◆ Required work: Copy out the listing that follows, exactly, without its pictures.

◆ Material provided:
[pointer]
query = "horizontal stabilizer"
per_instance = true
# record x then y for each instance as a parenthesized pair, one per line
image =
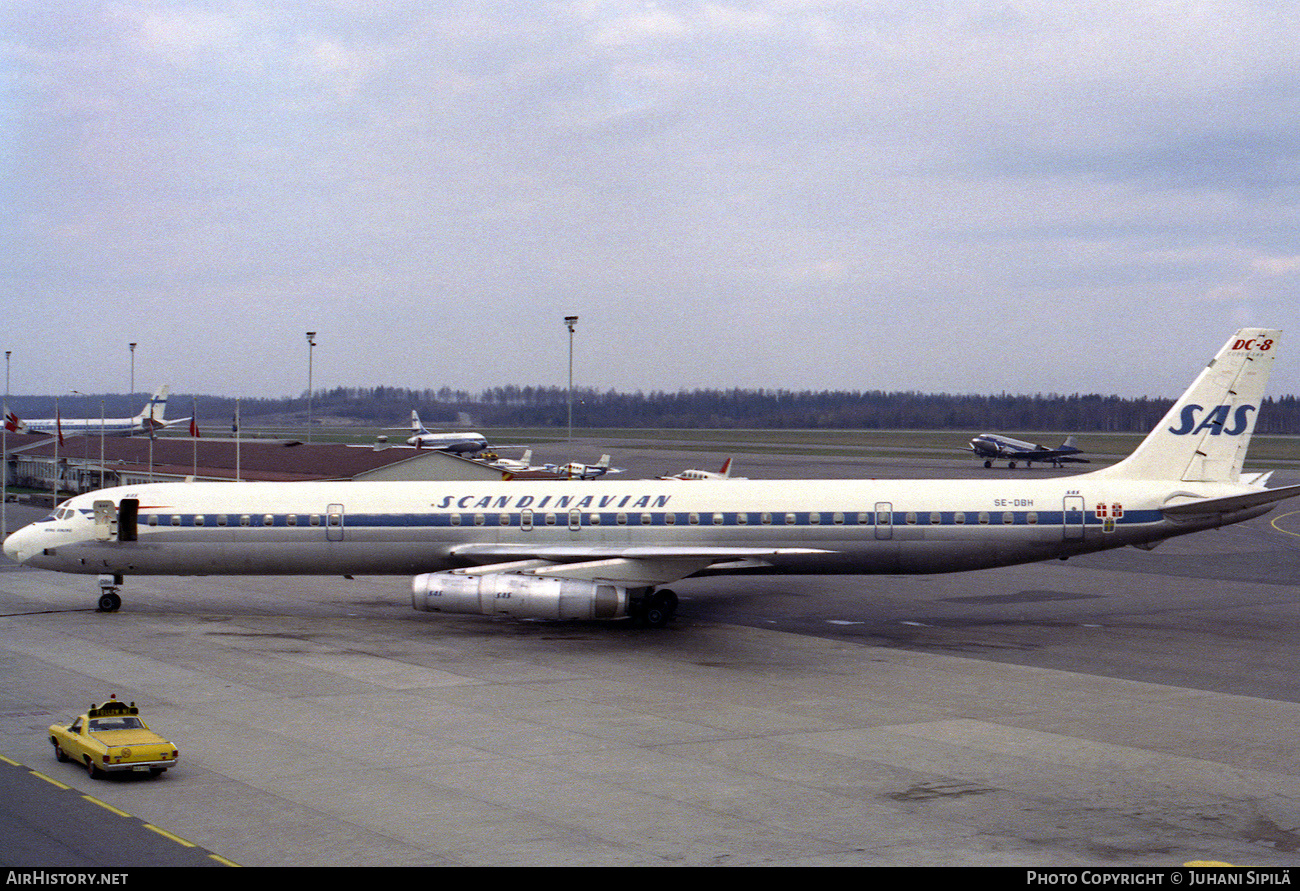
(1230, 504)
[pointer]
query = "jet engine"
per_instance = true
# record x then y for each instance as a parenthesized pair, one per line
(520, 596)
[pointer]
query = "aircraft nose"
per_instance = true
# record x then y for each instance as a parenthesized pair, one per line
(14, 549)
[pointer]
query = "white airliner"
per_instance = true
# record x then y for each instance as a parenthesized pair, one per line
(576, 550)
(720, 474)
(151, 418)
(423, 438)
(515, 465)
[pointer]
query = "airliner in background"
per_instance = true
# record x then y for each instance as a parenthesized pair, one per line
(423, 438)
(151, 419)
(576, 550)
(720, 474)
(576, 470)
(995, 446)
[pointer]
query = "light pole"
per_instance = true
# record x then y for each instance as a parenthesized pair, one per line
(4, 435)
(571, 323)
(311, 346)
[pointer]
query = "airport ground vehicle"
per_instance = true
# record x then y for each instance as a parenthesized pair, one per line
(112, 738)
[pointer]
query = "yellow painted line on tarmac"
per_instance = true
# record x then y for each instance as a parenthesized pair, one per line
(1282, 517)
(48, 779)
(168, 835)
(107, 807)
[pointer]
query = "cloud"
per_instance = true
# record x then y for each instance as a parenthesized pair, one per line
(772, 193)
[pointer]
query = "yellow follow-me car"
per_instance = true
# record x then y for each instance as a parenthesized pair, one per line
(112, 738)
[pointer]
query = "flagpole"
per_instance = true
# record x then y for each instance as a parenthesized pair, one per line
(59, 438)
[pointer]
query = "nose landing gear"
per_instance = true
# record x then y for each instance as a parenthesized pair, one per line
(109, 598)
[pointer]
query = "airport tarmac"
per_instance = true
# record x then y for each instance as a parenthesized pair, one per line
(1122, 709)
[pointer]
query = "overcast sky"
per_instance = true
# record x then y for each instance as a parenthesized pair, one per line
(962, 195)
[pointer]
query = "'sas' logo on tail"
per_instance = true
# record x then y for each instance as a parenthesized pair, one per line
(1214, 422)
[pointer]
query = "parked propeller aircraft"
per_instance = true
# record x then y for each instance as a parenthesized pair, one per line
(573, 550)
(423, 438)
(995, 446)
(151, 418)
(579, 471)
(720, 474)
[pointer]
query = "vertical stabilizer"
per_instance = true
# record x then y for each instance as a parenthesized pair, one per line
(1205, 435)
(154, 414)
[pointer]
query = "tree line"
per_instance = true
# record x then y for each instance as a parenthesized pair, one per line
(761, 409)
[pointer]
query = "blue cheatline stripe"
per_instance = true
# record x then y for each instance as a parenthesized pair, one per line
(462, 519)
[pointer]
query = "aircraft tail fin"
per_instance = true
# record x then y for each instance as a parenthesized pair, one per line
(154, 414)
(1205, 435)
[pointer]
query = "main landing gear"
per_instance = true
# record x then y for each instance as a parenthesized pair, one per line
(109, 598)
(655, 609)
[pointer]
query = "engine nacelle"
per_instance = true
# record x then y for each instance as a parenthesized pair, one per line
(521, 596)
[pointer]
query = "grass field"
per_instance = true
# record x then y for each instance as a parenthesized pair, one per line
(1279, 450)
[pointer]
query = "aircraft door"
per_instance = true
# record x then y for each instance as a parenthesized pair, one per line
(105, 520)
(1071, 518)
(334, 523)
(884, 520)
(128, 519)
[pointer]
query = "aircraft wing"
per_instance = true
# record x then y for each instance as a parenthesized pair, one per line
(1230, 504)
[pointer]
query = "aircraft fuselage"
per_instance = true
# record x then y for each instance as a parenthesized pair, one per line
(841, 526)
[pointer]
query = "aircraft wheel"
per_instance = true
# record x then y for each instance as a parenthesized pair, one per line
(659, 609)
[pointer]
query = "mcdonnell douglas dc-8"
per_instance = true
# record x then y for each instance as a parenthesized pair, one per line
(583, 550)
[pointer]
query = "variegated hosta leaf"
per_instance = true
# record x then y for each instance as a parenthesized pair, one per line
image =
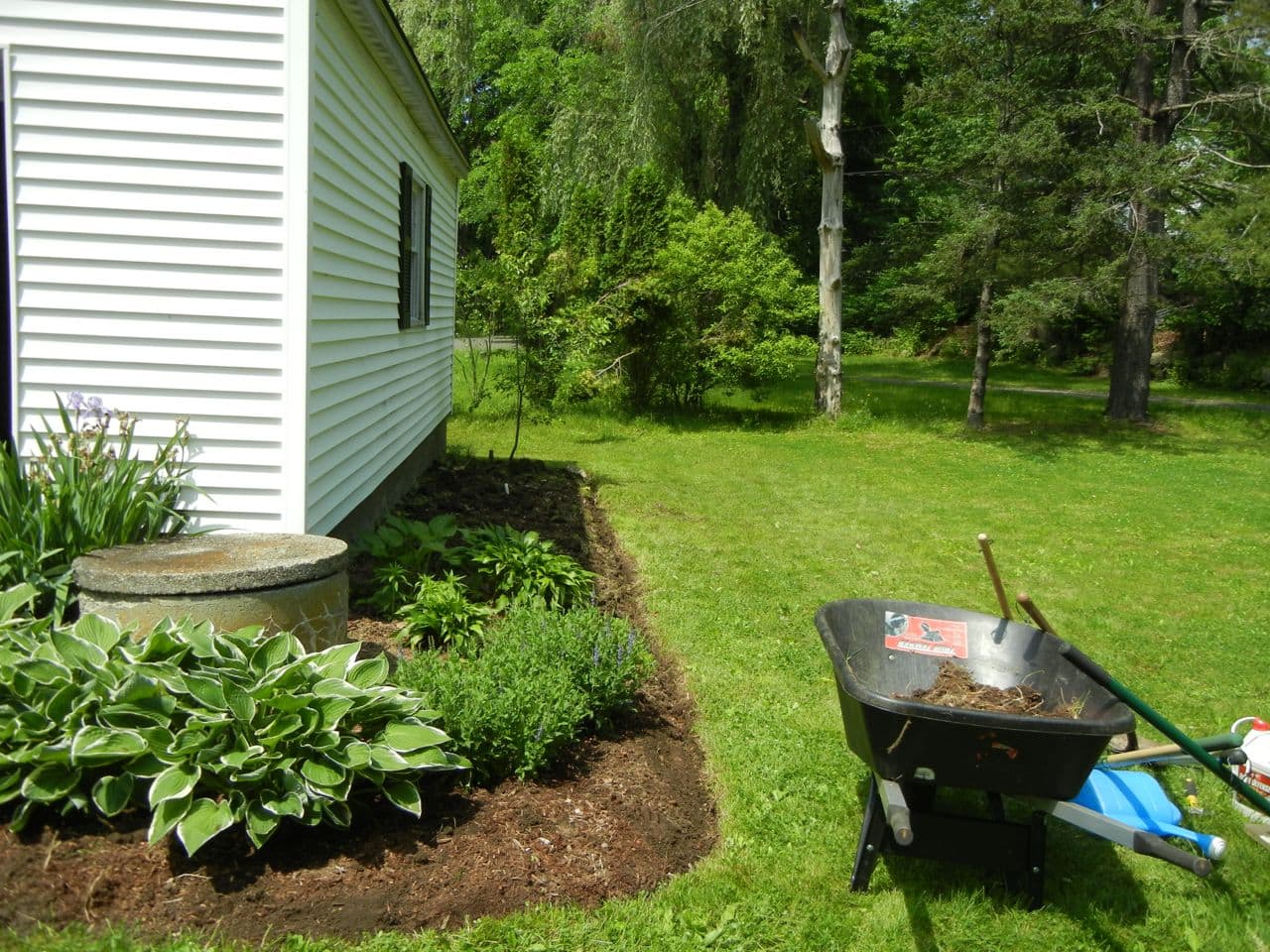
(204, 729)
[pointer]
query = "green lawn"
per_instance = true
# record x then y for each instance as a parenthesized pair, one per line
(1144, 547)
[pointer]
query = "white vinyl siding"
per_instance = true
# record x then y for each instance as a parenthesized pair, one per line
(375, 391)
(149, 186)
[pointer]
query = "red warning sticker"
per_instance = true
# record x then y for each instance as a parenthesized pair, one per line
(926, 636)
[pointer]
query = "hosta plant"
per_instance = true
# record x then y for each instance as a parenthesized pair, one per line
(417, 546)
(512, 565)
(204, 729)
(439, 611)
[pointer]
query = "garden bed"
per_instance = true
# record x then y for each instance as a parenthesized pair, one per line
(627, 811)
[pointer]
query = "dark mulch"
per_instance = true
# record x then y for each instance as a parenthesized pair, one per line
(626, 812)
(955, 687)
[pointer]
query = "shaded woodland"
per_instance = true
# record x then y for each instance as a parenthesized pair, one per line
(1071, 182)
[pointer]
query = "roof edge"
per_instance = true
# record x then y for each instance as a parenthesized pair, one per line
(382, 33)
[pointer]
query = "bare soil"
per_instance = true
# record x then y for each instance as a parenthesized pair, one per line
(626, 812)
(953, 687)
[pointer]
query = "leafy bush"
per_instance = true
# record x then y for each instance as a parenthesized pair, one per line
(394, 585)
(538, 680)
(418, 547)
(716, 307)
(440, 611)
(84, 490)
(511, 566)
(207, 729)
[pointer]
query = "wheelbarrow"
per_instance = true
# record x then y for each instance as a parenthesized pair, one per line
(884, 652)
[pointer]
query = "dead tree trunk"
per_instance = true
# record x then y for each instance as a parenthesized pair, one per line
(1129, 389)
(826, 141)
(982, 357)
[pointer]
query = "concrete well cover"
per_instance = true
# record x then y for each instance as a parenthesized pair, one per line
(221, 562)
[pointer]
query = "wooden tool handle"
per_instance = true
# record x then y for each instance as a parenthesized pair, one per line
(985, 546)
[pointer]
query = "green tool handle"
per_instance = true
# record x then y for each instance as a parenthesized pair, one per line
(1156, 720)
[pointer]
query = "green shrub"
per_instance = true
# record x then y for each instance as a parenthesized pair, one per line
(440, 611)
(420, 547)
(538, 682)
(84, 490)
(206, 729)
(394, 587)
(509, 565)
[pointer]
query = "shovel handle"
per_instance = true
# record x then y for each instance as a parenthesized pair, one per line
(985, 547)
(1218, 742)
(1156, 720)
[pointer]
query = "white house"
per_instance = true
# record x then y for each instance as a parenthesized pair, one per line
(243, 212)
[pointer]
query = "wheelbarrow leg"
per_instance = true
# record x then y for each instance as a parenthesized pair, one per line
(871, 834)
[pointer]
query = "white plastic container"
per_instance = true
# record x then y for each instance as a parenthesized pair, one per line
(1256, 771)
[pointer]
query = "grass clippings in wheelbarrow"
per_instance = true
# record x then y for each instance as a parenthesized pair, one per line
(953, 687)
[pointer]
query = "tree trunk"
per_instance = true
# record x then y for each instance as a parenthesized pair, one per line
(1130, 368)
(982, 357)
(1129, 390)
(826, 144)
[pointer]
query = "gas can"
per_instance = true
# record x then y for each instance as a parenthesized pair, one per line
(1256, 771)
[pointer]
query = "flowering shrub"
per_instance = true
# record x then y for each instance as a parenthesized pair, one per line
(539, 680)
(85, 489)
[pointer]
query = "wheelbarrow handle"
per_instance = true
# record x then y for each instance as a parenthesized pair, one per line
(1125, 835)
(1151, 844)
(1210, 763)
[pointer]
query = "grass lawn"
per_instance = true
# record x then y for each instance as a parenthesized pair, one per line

◆ Solved problem:
[pointer]
query = "horizontal stabilizer"
per_instance = true
# record x then y for each instance as a parenthesized pair, one per line
image =
(1230, 504)
[pointer]
query = "jet engine"
per_instance = true
# record x then y for each instance as a parenthesized pair, one per line
(520, 596)
[pointer]
query = "aircraft nose"
per_instance = true
# record x then y for each instance as a parenthesized pair, one per line
(14, 549)
[pointer]
query = "white airliner"
per_instance = true
# record x then y for each instance as a parenthesized pair, one per line
(576, 550)
(720, 474)
(151, 418)
(423, 438)
(515, 465)
[pointer]
query = "airliner in background"
per_instance = true
# record x then y for each instance as a parenthesized pair, one per line
(423, 438)
(151, 419)
(576, 550)
(720, 474)
(576, 470)
(995, 446)
[pointer]
query = "light pole"
per_instance = true
# record x then y for each instance as a parenthesized pair, one per line
(4, 435)
(571, 323)
(311, 346)
[pointer]
query = "airport ground vehicle"
per_instance = true
# record x then y for each instance as a parenthesized pair, one per line
(112, 738)
[pointer]
query = "yellow painted line on tarmac"
per_instance = true
# record x then y for each instance as a parenthesized pair, one per line
(1282, 517)
(48, 779)
(168, 835)
(107, 807)
[pointer]
query = "cloud"
per_instance = true
# record x then y for each instance as a parenthesized pair, one per line
(772, 193)
[pointer]
query = "yellow follow-me car"
per_instance = true
# record x then y for each instance as a parenthesized pair, one per line
(112, 738)
[pointer]
query = "flagpole"
per_instance = true
# record x then y for each instance as a parenthesized pair, one per line
(59, 438)
[pointer]
query = "nose landing gear"
per_instance = true
# record x then y for each instance as a parenthesized pair, one per line
(109, 598)
[pointer]
query = "airport tarmac"
per_instance = true
# record x then y for each instance as a parenthesized pair, one per line
(1122, 709)
[pointer]
query = "overcast sky"
per_instance = true
# record x then y for each instance as a parenthesized pair, one per line
(962, 195)
[pointer]
query = "'sas' logo on tail"
per_instance = true
# record x then y for each instance as a parenthesized pair, one per line
(1214, 422)
[pointer]
query = "parked propeller aircraft"
per_instance = true
# record x then y for each instance as a parenthesized pair, one per line
(573, 550)
(423, 438)
(995, 446)
(151, 418)
(579, 471)
(720, 474)
[pointer]
query = "vertical stabilizer"
per_instance = true
# record x then y for each instance as a parenthesized pair, one per line
(1205, 435)
(154, 414)
[pointer]
query = "tree line"
per_instance = true
# record x then y for each instance as a parenthesized pair, one per line
(761, 409)
[pointer]
query = "blue cheatline stripe"
per_instance = true
# record x then y for each instance as a parenthesized pair, one per line
(462, 519)
[pointer]
query = "aircraft tail fin"
per_instance = true
# record x then y for each instance as a parenthesized pair, one per line
(154, 414)
(1205, 435)
[pointer]
query = "main landing gear"
per_instance = true
# record x then y for each instance as a parenthesized pair, one per line
(109, 598)
(655, 609)
[pointer]
query = "engine nacelle"
per_instance = true
# record x then y for each instance as a parenthesized pair, one per line
(521, 596)
[pointer]
query = "grass field"
per_instance = true
# record x then y for each instance as a parenthesized pair, one per line
(1279, 450)
[pointer]
query = "aircraft door"
per_instance = true
# record x then y for each instance as a parenthesized pair, one per line
(105, 520)
(1071, 518)
(334, 523)
(884, 520)
(128, 519)
[pointer]
query = "aircraft wing"
per_instance = true
# record x then y for each instance as a parenthesized pair, one per line
(1230, 504)
[pointer]
query = "aircraft fuselage"
per_instance = true
# record x then y for each instance as a parenthesized pair, one per line
(841, 526)
[pointer]
query = "aircraft wheel"
per_instance = true
# record x then y for each instance as a parenthesized pair, one per line
(659, 609)
[pointer]
query = "mcdonnell douglas dc-8"
per_instance = true
# record x then y for each instance as a parenthesized pair, one per line
(583, 550)
[pointer]
query = "variegated hosta leaf"
per_instance = true
# record x then y for each instance as a parenthesized pair, one per line
image =
(204, 729)
[pointer]
query = "green lawn"
per_instance = true
# record x then y for each instance as a parenthesized pair, one per line
(1144, 547)
[pointer]
query = "white vinyl siding"
per_instance = true
# record x then y for each instance as a parenthesized pair, one per line
(375, 391)
(149, 186)
[pointer]
query = "red warning sticker"
per_instance = true
# record x then y for each instance as a parenthesized pair, one per line
(926, 636)
[pointer]
query = "hosta plant"
per_instance = true
# record x then y for each instance as a parenthesized pair, one per line
(417, 546)
(512, 565)
(204, 729)
(439, 611)
[pointer]
query = "garden bed"
per_instance = true
# record x then y for each instance as a parenthesized pair, one per line
(627, 811)
[pointer]
query = "dark mulch"
per_instance = true
# record x then y for each instance as a parenthesized pair, one per line
(626, 812)
(955, 687)
[pointer]
query = "shaded woodland"
per_instance = true
# record x then y for each instance as a parenthesized pair, one per line
(1071, 182)
[pointer]
query = "roof edge"
per_instance = true
# record x then y for each instance as a parenthesized pair, one per line
(382, 33)
[pointer]
query = "bare soil"
per_instance = true
# record x then y for each instance as a parenthesized pair, one per line
(626, 812)
(953, 687)
[pointer]
query = "leafy bush"
per_instance = true
# record x then y for each instance as a parenthesized pair, one per line
(394, 585)
(538, 680)
(418, 547)
(716, 307)
(440, 611)
(84, 490)
(511, 566)
(207, 729)
[pointer]
query = "wheelbarrow"
per_instance = true
# record x then y for each instance as a parenthesized pair, one per line
(884, 652)
[pointer]
query = "dead tree trunk"
per_instance = true
# record x then y for each instance as a parenthesized pair, one per line
(1129, 389)
(826, 141)
(982, 357)
[pointer]
query = "concrete well cover"
per_instance = true
# record x then y for each instance as a parenthesized pair, one per line
(221, 562)
[pointer]
query = "wooden tool handle"
per_instance = true
# record x then y for each instance as a parenthesized pair, one per line
(985, 546)
[pointer]
query = "green tool handle"
per_instance = true
# record x then y for each instance as a parenthesized pair, one per line
(1156, 720)
[pointer]
query = "green shrub"
per_instance = true
# record x then y for each instance as a parenthesized pair, one per line
(440, 611)
(420, 547)
(538, 682)
(84, 490)
(206, 729)
(394, 587)
(509, 565)
[pointer]
query = "shovel handle"
per_instance = true
# record x then y for each instance as a parenthesized pair, one per line
(985, 547)
(1218, 742)
(1156, 720)
[pointer]
query = "white house"
per_instance = true
# record x then y for each instance as a parenthesized pair, one per line
(243, 212)
[pointer]
query = "wheelbarrow leg"
per_instance = true
# record x then y for each instance as a parenthesized pair, one per line
(871, 834)
[pointer]
query = "white plastic container"
per_instance = true
# record x then y for each instance as a parenthesized pair, one per line
(1256, 771)
[pointer]
query = "grass clippings in wheelbarrow"
per_instance = true
# record x then y for each instance as a parenthesized pair, one per line
(953, 687)
[pointer]
query = "tree trunk"
per_instance = true
# record x then y for each instance as a parenthesized pair, one per line
(1130, 368)
(982, 357)
(1129, 390)
(826, 144)
[pointer]
query = "gas can"
per_instance = true
# record x then y for each instance as a parenthesized pair, one per line
(1256, 771)
[pointer]
query = "flowering shrub"
per_instance = true
# record x then y for each instance as a parenthesized pair, one per line
(539, 680)
(85, 489)
[pointer]
query = "wheelbarrow handle"
per_instance = true
# record x then y for each instance as a parenthesized pair, one per line
(1125, 835)
(1151, 844)
(1210, 763)
[pointer]
query = "grass lawn"
per_instance = true
# record x then y for each instance as a parenthesized pair, one per line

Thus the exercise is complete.